**EXERCISE REQUIREMENTS**
Once the line with "find | fedex logo" is found in the data, output it and each following line exactly, up to and including the line with "find | truck grille bars", and nothing before or after.

**DATA SHOWN**
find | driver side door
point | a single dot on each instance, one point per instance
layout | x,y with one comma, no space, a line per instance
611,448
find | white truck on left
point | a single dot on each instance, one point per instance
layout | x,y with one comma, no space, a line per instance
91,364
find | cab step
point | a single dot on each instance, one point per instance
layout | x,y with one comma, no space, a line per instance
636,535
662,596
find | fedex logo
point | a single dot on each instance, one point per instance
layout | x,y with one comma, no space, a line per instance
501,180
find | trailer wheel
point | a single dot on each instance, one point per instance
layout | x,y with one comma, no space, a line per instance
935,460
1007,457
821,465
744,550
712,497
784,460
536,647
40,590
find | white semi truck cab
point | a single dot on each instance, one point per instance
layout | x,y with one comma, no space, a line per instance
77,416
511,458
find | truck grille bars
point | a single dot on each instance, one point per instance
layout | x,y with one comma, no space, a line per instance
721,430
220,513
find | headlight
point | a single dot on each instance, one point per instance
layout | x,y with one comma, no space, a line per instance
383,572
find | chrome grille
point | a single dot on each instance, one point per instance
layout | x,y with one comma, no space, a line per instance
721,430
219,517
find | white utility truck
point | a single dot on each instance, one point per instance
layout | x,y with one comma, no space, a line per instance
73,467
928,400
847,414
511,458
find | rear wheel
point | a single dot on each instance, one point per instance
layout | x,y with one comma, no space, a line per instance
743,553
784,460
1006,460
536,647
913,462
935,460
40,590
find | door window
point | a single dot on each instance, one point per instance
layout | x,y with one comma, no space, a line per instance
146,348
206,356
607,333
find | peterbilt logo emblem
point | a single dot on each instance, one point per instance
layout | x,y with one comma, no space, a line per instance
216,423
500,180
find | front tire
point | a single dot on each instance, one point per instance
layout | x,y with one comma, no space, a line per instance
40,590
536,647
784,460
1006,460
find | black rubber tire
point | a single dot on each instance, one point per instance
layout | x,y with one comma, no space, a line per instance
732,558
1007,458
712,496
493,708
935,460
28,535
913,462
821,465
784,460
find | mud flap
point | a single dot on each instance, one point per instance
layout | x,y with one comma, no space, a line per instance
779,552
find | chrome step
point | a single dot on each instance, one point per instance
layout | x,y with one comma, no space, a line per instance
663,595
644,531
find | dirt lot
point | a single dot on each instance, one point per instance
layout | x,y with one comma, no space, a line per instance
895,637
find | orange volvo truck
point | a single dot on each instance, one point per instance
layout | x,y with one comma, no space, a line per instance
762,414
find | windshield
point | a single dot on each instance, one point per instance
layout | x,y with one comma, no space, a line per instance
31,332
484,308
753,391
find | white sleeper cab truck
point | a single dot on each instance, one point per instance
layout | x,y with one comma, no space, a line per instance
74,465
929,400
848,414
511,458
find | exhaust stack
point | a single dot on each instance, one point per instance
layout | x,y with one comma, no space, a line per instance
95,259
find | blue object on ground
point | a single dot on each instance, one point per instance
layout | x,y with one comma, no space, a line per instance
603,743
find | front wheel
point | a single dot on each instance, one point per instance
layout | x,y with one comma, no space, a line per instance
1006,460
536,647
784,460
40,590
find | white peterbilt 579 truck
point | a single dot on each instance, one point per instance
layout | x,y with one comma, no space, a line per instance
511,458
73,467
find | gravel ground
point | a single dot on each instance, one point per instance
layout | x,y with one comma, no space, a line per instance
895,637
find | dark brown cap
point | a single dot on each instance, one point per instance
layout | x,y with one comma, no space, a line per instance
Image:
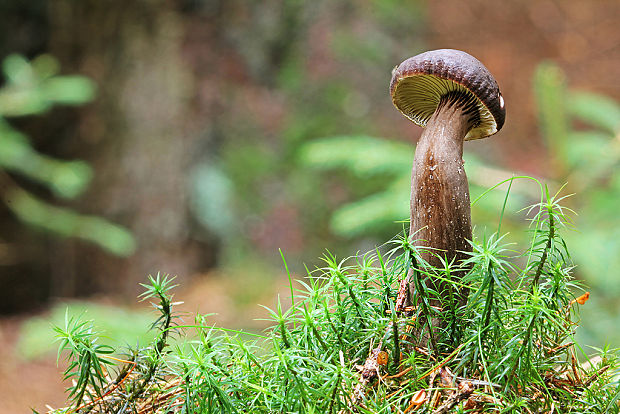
419,83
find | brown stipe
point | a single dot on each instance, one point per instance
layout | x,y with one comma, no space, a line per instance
456,98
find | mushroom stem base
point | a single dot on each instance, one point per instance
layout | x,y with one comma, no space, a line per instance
440,204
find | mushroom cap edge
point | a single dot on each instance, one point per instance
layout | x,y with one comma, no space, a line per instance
419,82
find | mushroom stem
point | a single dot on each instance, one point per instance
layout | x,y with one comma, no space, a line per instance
440,205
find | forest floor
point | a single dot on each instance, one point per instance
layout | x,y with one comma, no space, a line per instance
34,383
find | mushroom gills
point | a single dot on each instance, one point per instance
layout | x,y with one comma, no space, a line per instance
419,96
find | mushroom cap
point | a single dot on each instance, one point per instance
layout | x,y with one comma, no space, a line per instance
419,83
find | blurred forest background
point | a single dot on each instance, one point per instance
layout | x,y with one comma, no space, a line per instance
198,137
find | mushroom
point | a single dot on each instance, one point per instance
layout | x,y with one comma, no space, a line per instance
456,99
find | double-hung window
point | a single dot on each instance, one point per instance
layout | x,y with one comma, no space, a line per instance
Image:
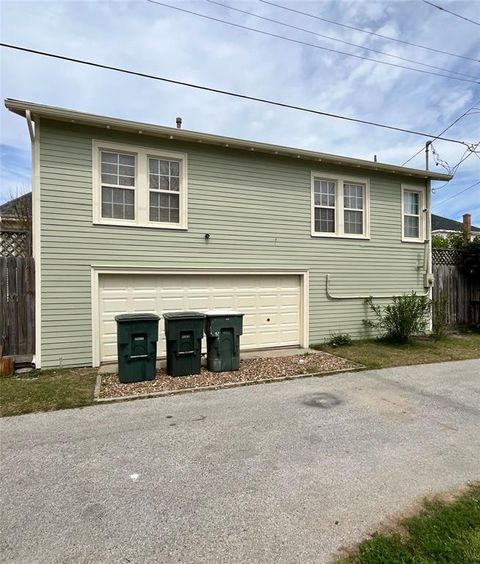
412,214
340,207
139,186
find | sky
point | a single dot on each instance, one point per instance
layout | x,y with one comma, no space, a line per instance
159,40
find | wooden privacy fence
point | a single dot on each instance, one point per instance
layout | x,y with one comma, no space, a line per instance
462,294
17,306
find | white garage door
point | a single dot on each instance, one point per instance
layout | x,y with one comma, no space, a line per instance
271,304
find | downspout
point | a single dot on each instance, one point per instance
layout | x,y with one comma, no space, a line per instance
33,130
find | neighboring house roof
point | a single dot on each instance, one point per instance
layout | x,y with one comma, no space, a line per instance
23,108
10,209
440,223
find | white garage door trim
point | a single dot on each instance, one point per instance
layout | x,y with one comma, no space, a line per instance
97,271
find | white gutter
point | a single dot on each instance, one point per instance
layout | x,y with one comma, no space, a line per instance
173,133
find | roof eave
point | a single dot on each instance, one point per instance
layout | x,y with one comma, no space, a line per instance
61,114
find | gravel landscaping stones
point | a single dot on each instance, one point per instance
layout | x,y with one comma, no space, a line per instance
251,370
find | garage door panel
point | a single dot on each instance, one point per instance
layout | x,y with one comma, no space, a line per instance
271,304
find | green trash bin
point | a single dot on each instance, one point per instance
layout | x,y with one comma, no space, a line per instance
137,336
184,333
223,329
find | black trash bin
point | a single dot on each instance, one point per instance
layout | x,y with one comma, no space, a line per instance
223,329
184,333
137,336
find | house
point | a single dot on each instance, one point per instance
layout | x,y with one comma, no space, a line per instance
16,227
443,226
135,217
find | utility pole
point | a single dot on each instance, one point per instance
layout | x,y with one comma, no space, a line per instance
427,147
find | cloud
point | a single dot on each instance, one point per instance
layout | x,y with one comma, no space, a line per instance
153,39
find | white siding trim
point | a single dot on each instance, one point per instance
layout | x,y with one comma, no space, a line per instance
96,271
422,228
141,190
339,216
36,234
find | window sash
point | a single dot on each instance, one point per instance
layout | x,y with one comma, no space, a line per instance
325,201
412,229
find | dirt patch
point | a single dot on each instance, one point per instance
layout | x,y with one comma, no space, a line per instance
251,370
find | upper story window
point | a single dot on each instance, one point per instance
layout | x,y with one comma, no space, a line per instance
413,228
340,207
138,186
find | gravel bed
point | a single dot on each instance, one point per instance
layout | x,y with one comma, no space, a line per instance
251,370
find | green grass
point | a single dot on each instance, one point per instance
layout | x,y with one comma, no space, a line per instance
380,354
441,533
47,390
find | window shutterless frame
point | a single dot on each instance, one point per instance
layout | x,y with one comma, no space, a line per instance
340,181
407,213
142,185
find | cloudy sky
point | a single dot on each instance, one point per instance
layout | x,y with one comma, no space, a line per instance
159,40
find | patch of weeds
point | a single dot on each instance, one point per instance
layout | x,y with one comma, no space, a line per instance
339,340
443,531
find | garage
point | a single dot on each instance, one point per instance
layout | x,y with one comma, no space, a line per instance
272,304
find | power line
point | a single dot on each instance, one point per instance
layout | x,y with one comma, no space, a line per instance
445,130
309,15
336,39
305,43
458,193
227,92
449,12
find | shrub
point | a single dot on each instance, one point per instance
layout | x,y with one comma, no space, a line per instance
339,340
405,317
440,318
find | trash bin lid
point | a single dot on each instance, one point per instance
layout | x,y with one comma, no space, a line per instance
136,317
183,315
223,313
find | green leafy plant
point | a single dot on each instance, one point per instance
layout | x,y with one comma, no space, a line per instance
440,318
399,321
339,340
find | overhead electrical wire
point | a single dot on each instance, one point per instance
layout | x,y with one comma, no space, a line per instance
458,193
307,44
335,39
227,92
389,38
449,12
444,131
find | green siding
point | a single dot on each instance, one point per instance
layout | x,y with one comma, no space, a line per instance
257,210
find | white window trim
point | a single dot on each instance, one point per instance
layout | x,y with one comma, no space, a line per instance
339,205
142,188
422,218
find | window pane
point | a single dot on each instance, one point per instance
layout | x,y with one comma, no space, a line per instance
324,193
154,182
324,220
353,196
118,203
109,178
353,222
164,207
164,168
126,181
411,202
127,159
118,169
411,226
109,157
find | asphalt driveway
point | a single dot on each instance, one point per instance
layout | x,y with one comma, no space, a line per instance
284,472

**OUTPUT**
find | fedex logo
point | a single dot on each instance, one point per instance
layout | x,y with one comma, no space, a line per instance
501,180
find | trailer wheel
point | a single dot on each instance, one point per instance
layout | x,y with one comma, no space, a line per instance
935,460
1007,457
821,465
744,550
712,497
784,460
536,647
40,590
find | white semi truck cab
point | a single dot on each instance, one point per instance
layout | x,y with one comma, no space, a line per instance
77,416
511,458
find | truck grille bars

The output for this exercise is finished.